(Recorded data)
------------------------------------------------------------
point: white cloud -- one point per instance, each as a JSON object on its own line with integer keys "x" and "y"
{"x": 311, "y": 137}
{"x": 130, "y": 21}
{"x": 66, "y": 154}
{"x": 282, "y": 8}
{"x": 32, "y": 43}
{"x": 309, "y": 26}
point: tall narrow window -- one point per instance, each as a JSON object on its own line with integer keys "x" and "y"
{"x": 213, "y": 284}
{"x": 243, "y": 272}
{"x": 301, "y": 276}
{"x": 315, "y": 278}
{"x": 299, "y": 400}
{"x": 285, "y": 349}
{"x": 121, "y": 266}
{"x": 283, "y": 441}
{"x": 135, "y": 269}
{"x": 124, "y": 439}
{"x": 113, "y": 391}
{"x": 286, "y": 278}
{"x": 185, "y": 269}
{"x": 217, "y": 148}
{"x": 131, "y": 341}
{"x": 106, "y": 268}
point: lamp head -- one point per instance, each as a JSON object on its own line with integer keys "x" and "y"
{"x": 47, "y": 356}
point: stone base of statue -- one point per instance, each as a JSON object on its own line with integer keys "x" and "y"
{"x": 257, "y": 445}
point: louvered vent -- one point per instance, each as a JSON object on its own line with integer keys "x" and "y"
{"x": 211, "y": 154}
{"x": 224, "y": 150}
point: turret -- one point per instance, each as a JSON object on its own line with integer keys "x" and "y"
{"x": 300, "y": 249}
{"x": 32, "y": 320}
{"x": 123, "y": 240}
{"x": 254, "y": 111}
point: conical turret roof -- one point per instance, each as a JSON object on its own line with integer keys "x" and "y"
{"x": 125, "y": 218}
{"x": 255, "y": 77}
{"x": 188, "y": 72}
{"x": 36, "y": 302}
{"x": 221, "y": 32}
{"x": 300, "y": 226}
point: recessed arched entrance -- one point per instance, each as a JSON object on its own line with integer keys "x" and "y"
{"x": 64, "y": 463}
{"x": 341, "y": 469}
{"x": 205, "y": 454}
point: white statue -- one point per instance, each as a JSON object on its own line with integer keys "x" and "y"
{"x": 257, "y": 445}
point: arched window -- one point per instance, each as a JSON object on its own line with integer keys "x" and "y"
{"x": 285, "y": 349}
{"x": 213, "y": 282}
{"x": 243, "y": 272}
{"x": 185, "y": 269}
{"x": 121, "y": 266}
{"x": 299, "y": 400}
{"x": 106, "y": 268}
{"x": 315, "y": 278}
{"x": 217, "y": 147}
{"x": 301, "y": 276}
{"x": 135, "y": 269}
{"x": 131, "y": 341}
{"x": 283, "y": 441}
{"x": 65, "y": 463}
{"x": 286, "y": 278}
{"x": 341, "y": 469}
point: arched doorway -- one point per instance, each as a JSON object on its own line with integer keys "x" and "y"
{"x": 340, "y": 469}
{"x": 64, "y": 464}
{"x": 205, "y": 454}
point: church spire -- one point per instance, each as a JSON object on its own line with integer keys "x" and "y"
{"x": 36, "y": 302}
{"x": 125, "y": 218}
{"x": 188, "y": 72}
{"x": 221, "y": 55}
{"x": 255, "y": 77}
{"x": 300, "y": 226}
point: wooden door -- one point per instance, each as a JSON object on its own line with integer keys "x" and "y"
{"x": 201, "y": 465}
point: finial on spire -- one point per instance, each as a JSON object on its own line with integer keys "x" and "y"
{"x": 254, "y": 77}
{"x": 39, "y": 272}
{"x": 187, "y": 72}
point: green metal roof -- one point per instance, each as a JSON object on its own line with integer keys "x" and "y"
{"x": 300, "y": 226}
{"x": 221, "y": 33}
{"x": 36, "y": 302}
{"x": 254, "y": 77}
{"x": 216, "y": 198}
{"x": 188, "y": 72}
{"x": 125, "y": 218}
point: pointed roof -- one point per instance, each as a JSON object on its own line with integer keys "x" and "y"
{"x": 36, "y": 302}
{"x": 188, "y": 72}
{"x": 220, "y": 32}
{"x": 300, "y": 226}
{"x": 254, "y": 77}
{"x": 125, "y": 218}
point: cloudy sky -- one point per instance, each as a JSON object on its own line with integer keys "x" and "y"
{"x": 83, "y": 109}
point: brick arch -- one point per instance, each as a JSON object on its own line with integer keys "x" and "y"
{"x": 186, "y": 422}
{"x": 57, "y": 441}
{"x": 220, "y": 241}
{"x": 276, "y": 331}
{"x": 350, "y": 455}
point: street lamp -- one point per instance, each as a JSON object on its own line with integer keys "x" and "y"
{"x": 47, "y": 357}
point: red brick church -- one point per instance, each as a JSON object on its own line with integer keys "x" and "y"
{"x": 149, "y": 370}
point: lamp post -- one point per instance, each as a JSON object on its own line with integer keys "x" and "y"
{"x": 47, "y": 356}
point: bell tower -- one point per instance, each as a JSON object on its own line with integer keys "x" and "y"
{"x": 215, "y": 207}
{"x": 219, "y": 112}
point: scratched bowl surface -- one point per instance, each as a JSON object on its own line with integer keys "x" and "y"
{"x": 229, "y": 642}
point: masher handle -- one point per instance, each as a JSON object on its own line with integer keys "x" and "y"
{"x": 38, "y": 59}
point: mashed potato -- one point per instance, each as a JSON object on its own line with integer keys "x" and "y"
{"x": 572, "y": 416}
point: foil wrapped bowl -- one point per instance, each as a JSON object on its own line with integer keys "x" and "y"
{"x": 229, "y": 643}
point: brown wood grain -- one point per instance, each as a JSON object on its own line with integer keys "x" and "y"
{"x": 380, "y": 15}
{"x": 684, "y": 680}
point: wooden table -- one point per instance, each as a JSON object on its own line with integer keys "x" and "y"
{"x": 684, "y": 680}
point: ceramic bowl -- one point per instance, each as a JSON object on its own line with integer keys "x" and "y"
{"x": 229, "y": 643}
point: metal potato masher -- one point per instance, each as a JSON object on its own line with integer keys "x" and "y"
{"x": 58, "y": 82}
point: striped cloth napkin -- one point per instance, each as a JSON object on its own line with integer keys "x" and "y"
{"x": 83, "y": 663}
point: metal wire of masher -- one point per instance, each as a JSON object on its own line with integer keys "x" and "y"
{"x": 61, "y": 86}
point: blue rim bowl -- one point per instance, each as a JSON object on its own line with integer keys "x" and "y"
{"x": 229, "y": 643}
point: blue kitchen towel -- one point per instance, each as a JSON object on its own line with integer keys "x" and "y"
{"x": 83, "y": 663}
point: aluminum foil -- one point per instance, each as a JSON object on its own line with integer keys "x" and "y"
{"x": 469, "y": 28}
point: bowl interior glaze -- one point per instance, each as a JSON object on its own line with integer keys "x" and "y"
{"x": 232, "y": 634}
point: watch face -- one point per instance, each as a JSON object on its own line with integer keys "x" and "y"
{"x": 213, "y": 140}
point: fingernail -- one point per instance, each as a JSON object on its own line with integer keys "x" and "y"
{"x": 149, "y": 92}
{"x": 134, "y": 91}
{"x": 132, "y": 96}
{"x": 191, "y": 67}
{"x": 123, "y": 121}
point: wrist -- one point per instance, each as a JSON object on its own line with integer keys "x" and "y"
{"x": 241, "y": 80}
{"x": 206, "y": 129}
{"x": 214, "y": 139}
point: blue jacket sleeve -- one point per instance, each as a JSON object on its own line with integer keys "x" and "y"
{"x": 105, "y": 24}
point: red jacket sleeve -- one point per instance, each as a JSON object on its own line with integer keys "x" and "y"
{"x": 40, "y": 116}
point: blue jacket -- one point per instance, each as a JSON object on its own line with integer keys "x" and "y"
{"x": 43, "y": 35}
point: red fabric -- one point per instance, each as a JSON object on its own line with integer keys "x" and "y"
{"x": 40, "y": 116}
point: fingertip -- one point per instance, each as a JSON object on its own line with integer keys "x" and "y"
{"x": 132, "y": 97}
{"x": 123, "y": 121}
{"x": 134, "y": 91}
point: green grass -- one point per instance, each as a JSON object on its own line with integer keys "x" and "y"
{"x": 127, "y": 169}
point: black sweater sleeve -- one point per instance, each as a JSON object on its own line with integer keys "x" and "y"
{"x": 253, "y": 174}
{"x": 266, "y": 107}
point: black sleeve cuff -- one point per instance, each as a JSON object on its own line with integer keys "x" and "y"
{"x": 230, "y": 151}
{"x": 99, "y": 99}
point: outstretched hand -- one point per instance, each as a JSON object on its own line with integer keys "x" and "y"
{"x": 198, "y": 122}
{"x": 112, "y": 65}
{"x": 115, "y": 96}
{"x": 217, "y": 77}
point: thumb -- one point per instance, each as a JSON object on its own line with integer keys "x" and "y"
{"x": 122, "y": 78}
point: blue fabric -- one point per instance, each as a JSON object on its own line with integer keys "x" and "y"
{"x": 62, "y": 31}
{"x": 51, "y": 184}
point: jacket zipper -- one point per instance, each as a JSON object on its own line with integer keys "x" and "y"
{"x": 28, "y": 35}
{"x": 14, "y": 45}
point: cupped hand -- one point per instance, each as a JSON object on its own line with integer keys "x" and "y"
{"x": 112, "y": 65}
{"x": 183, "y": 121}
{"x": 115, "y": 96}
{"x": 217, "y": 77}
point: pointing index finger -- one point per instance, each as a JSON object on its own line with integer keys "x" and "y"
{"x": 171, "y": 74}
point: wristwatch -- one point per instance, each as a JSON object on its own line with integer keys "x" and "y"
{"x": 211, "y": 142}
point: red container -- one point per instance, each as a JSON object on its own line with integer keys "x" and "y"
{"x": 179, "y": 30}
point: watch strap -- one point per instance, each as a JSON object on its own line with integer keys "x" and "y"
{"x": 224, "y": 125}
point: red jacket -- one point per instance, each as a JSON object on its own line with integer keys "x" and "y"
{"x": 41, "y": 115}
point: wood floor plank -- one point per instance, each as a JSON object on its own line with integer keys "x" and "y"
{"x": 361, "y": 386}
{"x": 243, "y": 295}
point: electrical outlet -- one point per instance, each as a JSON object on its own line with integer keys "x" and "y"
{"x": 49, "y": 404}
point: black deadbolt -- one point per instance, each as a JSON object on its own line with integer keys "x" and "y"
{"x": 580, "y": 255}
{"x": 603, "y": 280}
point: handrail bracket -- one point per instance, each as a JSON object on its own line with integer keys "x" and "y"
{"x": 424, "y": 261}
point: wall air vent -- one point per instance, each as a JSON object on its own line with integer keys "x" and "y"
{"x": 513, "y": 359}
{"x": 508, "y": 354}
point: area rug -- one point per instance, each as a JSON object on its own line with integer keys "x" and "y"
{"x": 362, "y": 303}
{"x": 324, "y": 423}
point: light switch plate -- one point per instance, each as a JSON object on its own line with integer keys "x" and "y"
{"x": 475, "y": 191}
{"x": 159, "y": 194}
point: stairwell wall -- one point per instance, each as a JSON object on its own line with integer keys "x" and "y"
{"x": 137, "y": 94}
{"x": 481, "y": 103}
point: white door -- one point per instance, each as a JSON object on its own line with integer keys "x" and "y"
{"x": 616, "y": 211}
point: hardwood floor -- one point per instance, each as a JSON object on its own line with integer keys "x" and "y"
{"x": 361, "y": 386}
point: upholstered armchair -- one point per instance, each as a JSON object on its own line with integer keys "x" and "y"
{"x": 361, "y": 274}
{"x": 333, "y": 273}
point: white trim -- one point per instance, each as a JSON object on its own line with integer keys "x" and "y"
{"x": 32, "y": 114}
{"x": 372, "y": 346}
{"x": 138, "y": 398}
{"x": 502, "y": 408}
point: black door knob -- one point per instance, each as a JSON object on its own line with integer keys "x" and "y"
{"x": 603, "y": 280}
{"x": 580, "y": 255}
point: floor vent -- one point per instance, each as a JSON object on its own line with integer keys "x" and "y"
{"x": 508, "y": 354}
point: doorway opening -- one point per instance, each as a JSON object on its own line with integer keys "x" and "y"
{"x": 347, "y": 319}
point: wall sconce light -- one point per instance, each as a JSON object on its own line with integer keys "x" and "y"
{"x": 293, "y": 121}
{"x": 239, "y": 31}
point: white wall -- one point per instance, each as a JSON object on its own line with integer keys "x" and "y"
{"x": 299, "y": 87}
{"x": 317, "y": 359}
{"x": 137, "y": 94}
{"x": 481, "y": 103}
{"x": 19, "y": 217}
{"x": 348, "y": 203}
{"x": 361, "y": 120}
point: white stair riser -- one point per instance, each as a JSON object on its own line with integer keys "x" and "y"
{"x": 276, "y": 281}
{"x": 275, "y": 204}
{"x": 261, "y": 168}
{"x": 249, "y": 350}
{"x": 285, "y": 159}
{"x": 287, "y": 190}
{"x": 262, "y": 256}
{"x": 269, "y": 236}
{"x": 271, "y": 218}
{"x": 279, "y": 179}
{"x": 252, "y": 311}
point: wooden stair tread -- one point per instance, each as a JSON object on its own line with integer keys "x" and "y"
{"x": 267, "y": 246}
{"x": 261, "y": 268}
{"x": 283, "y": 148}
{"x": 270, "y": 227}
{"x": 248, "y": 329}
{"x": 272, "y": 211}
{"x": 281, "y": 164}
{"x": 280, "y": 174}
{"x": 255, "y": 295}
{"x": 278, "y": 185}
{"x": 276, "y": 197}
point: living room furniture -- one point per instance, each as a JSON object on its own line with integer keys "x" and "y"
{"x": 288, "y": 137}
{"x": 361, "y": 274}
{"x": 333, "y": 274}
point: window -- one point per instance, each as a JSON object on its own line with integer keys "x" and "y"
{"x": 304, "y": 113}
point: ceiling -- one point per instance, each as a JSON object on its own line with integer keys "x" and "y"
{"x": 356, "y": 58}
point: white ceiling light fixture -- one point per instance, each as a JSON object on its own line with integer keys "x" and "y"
------------------------------------------------------------
_Aim of the exercise_. Rewrite the lines of the listing above as a JSON list of strings, one string per line, leaving out blank lines. Begin at the line that contains "point: window -- one" and continue through the end of the listing.

_Task response_.
[
  "point: window -- one point per instance, each as a JSON object on its own line with integer keys \"x\" and \"y\"",
  "{\"x\": 304, \"y\": 113}",
  "point: ceiling -- one point per instance, each as a JSON object on its own line with integer keys \"x\" and \"y\"",
  "{\"x\": 356, \"y\": 58}",
  "point: white ceiling light fixture -- one point per instance, each as a JSON object on its own line with integer keys \"x\" and \"y\""
]